Image point annotation entries:

· · · ·

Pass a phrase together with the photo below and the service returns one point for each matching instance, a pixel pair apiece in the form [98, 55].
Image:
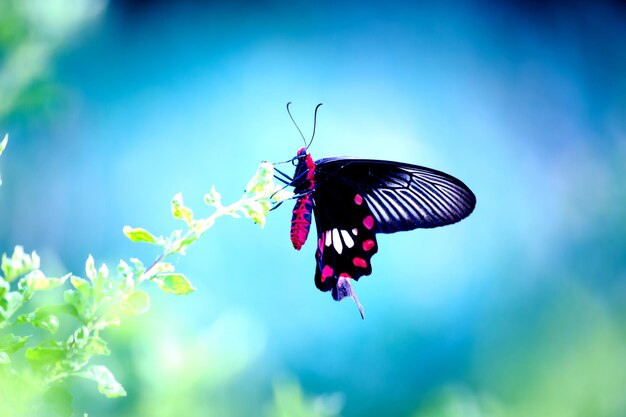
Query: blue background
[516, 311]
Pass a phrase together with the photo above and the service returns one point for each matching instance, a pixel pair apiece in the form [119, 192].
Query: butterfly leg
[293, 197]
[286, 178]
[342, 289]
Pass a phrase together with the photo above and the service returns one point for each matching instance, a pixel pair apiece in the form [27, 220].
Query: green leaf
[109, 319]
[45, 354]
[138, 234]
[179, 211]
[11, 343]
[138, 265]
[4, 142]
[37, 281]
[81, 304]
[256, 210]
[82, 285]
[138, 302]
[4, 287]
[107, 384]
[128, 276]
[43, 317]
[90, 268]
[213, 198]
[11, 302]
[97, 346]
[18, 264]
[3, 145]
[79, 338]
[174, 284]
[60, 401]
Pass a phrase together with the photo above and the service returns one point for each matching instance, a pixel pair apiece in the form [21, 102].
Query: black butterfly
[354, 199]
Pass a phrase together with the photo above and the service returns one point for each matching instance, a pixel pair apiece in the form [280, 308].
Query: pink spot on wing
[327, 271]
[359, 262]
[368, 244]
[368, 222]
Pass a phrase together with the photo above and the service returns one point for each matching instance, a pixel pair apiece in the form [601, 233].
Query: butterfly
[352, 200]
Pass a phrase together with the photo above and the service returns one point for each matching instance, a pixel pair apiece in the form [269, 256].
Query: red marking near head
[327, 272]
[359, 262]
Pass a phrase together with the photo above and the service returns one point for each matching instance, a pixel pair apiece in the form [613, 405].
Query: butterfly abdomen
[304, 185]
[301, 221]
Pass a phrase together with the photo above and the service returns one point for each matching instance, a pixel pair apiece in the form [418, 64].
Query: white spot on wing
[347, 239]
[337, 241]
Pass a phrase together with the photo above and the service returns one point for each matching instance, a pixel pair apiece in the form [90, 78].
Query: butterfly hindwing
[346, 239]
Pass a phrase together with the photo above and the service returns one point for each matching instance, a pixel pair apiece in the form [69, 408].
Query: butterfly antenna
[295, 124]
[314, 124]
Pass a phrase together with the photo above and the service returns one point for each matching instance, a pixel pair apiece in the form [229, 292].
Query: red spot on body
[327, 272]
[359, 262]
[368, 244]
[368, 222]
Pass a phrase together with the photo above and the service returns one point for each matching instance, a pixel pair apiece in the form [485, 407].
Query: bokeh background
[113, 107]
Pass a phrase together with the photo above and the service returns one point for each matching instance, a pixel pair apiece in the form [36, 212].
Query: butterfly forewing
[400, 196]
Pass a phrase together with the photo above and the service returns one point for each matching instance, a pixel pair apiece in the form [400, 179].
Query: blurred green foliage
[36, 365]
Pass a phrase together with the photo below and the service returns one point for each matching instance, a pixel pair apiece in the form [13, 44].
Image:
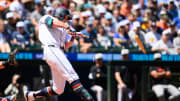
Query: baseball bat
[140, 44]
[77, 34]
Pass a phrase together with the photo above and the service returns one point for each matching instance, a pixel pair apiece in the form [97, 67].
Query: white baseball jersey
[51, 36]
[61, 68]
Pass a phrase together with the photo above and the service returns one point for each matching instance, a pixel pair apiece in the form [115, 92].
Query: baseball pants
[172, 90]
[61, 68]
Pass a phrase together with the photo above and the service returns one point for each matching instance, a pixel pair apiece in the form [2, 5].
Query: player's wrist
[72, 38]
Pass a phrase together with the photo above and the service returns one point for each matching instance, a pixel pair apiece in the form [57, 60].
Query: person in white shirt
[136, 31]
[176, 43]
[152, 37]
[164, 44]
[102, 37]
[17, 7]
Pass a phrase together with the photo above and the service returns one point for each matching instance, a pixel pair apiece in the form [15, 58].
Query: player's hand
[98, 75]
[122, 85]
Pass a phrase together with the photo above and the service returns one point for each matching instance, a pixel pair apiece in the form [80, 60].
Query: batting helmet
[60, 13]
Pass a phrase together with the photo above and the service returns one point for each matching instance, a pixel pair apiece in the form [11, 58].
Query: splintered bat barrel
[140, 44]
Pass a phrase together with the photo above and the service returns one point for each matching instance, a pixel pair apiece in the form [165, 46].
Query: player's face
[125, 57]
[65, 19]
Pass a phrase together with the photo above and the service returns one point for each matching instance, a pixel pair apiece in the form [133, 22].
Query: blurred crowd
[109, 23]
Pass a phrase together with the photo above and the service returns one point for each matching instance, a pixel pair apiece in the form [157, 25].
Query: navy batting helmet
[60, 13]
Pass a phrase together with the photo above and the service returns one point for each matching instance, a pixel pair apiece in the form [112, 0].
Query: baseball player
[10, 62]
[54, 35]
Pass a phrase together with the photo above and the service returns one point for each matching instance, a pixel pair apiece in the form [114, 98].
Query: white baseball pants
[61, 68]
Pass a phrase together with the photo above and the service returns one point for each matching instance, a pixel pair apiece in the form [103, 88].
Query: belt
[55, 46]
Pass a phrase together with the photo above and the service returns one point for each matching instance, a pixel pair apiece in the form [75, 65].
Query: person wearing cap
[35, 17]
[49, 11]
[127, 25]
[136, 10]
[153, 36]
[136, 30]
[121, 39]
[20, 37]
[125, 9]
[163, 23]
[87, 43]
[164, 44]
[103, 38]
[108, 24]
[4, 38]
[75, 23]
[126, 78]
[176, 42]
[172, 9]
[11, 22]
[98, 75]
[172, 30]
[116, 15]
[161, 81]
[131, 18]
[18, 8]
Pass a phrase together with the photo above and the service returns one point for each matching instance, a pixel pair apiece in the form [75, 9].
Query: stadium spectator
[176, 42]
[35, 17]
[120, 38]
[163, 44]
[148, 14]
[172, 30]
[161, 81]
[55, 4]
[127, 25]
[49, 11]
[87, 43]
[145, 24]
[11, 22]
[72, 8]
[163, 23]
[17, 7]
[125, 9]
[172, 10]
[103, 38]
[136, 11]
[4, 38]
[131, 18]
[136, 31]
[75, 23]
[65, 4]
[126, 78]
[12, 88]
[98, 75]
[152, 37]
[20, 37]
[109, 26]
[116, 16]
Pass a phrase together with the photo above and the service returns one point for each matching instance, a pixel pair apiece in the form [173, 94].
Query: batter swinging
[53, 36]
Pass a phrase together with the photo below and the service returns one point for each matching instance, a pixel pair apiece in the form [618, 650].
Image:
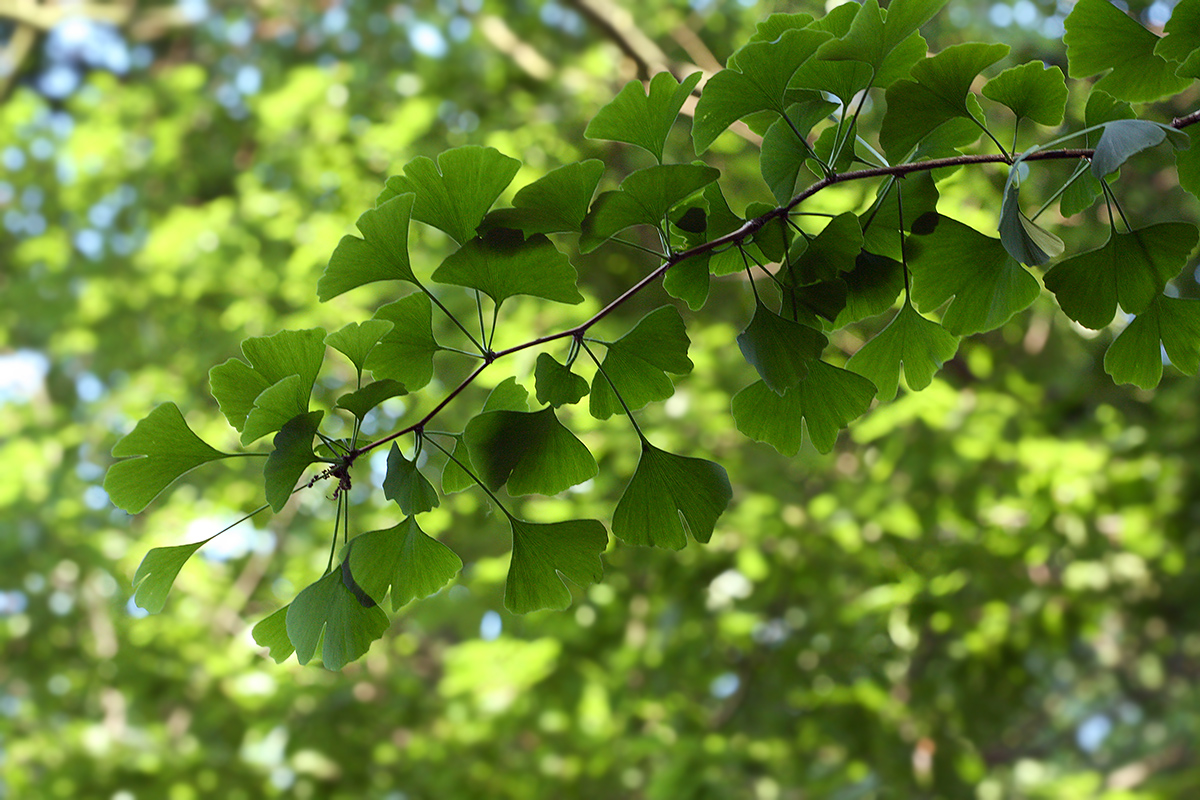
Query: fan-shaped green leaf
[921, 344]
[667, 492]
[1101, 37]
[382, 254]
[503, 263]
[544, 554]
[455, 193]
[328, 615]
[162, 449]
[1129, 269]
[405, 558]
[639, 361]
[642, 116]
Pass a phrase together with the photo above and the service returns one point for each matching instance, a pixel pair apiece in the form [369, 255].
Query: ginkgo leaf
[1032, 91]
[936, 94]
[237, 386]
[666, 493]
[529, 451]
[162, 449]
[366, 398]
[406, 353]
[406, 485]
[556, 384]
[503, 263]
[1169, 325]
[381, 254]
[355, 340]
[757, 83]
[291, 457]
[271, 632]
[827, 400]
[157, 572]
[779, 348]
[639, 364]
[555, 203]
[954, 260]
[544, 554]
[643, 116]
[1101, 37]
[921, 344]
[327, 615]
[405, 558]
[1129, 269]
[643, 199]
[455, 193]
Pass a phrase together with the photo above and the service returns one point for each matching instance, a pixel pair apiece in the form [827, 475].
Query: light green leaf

· · · ·

Required work:
Your task is an exact transcription of all the data, minus the pictures.

Final answer:
Pass a phrase together with the photo below and the service returns one point for each matching instance, a pixel pair apiece in the form [98, 55].
Image:
Query: blue background
[516, 311]
Pass a phrase together with the photo above and the service returns one point for each matching instance, a pixel pair apiece in the form [119, 192].
Query: butterfly leg
[293, 197]
[286, 178]
[342, 289]
Pass a phrase together with the photo above and the service returns one point for each matching instance, a pixel pair apiece in the form [27, 220].
Query: green leaf
[109, 319]
[45, 354]
[138, 234]
[179, 211]
[11, 343]
[138, 265]
[4, 142]
[37, 281]
[81, 304]
[256, 210]
[82, 285]
[138, 302]
[4, 287]
[107, 384]
[128, 276]
[43, 317]
[90, 268]
[213, 198]
[11, 302]
[97, 346]
[18, 264]
[3, 145]
[79, 338]
[174, 284]
[60, 401]
Pass a phrase together with the photo above and the service returns one point for each matching instance, a pixel pair apiece in the form [21, 102].
Query: black butterfly
[354, 199]
Pass a phrase together with the photo above and the service returns one point for each matching instance, a pixel pair apiece in the form [280, 308].
Query: pink spot on wing
[327, 271]
[359, 262]
[368, 244]
[368, 222]
Pass a phrase together with the photo above and the service returns one point for each matching instance, a pixel pair apiece in the form [601, 233].
Query: butterfly
[352, 200]
Pass a phrase together with the photo above and the service returns one point for each matching instance, a pixel pair apiece in the form [269, 256].
Query: red marking near head
[327, 272]
[359, 262]
Pass a phrase together with the photo above and the service returns one point for each matching instance, a pixel pair apiece in the form [613, 405].
Query: butterfly abdomen
[304, 185]
[301, 221]
Pass a phrase together with the photo above and the service returns one point for each matching instance, a pixel pair apiece in the form [418, 64].
Query: white spot on wing
[347, 239]
[337, 241]
Pass a phrase together with the photo above and the service returns one point for each matching instance, a pixel pair apiece in the form [90, 78].
Query: butterfly hindwing
[346, 239]
Pass a phrase together with the photo above and the service returns one point for each matching instance, a pixel pair apiece in the form [69, 408].
Query: butterfly antenna
[295, 124]
[314, 124]
Pass a phrase together with the photo above and the service returns one point for each matching instance, a pixel pair apiece in the form [229, 292].
Query: red spot on body
[327, 272]
[359, 262]
[368, 244]
[368, 222]
Pass a phrase together with the photo above and the service returns one point for each matching instance, a pixel pair apiece in the form [485, 407].
Query: bokeh background
[113, 107]
Pass a phrase together with the photo above and the service returns one point for each matching instance, a pixel pair apiece in the form [36, 212].
Query: butterfly forewing
[400, 196]
Pass a phrase together with the photo above and the service returns one point for each matching instance, a pixel pair apiece in the form [400, 179].
Query: blurred green foliage
[36, 365]
Pass a phrase together with the photo below and the service returns one point for each matching instance, a pixel pair apiece in the form [13, 44].
Image:
Query: baseball bat
[140, 44]
[77, 34]
Pass a phrase together with the photo above and the service returns one point for each matching instance, a pixel pair apiece in the form [97, 67].
Query: white baseball jersey
[51, 36]
[61, 68]
Pass a phrase together with the photo above and the service returns one point for each matching instance, a pixel pair apiece in the form [115, 92].
Query: baseball pants
[172, 90]
[61, 68]
Pass a phrase together with the photo above and the service returns one point for each matching instance, a pixel pair apiece in the form [2, 5].
Query: player's wrist
[72, 38]
Pass a phrase together with the photo above and the service returns one point for each matching instance, a pixel pair apiece in the form [57, 60].
Query: person in white shirt
[136, 31]
[176, 43]
[152, 37]
[164, 44]
[102, 37]
[17, 7]
Pass a phrase together with the photo above and the service returns one point for each matching instance, a pixel pair apiece in the form [15, 58].
Query: player's hand
[98, 75]
[122, 85]
Pass a phrase together with the photo above and the service returns one point for each matching instance, a pixel pair apiece in the form [80, 60].
Query: batting helmet
[60, 13]
Pass a phrase together with the photo above and the service returns one point for each matching instance, a pixel pair apiece in the form [11, 58].
Query: splintered bat barrel
[140, 44]
Pass a phrase together with the photo above and the service returns one point for each matching instance, a pixel pair apiece in the form [165, 46].
Query: player's face
[125, 57]
[65, 19]
Pass a phrase together with the photo above and the service returns one point for each matching instance, a pixel pair apiece in the form [133, 22].
Query: blurred crowd
[109, 23]
Pass a phrase together with the photo above and the service returns one point for each matching instance, a pixel pair apiece in the form [157, 25].
Query: navy batting helmet
[60, 13]
Pass a phrase together with the photo above and the service returns one point for each matching instance, a pixel pair apiece in the form [112, 0].
Query: baseball player
[10, 62]
[54, 35]
Pass a phrase together with the photo above and the service returns one point for each matching instance, a pixel pair apiece in the form [114, 98].
Query: white baseball pants
[61, 68]
Pass a phrase together with the photo above and the service returns one point for each matching instance, a pixel pair apiece in the form [103, 88].
Query: belt
[55, 46]
Pass a phrase together with the photo above and the service returns one point for each matching instance, a pixel pair apiece in the form [75, 65].
Query: person wearing cap
[35, 17]
[49, 11]
[127, 25]
[136, 10]
[153, 36]
[136, 30]
[121, 39]
[20, 37]
[125, 9]
[163, 23]
[87, 43]
[164, 44]
[103, 38]
[108, 24]
[4, 38]
[75, 23]
[126, 78]
[176, 42]
[172, 9]
[11, 22]
[98, 75]
[172, 30]
[116, 15]
[161, 81]
[131, 18]
[18, 8]
Pass a phrase together with the photo above and the service returns one point for each matching instance, a pixel pair apiece in the form [75, 9].
Query: stadium spectator
[176, 42]
[35, 17]
[120, 38]
[163, 44]
[148, 14]
[172, 30]
[161, 81]
[55, 4]
[127, 25]
[49, 11]
[87, 43]
[145, 24]
[11, 22]
[72, 8]
[163, 23]
[17, 7]
[125, 9]
[172, 10]
[103, 38]
[136, 11]
[4, 38]
[131, 18]
[136, 31]
[75, 23]
[65, 4]
[126, 78]
[12, 88]
[98, 75]
[152, 37]
[20, 37]
[109, 26]
[116, 16]
Pass a phrase together with the photo above and the service returns one point for each matching instance, a pixel pair apiece in the form [173, 94].
Query: batter swinging
[53, 36]
Pass a phrase together with the photo below and the service returns one point for each matching instance, a pixel pair apiece in the form [618, 650].
Image:
Query: fan-shaped green leaf
[921, 344]
[667, 492]
[1101, 37]
[382, 254]
[503, 263]
[544, 554]
[455, 193]
[328, 615]
[162, 449]
[1129, 269]
[405, 558]
[639, 361]
[642, 116]
Pass a phrase together with the photo above and the service returns one point for each matching instance, a pixel pair apiece in the form [369, 255].
Query: ginkgo leaf
[1032, 91]
[936, 94]
[237, 386]
[666, 493]
[529, 451]
[162, 449]
[366, 398]
[406, 353]
[406, 485]
[556, 384]
[503, 263]
[1169, 325]
[381, 254]
[355, 340]
[757, 83]
[291, 457]
[271, 632]
[827, 400]
[157, 572]
[779, 348]
[639, 364]
[555, 203]
[954, 260]
[544, 554]
[643, 116]
[1101, 37]
[921, 344]
[327, 615]
[405, 558]
[1129, 269]
[643, 199]
[455, 193]
Pass a phrase together with the photo above and the service returns one point for each matching instance, a pixel pair apiece in the form [827, 475].
Query: light green leaf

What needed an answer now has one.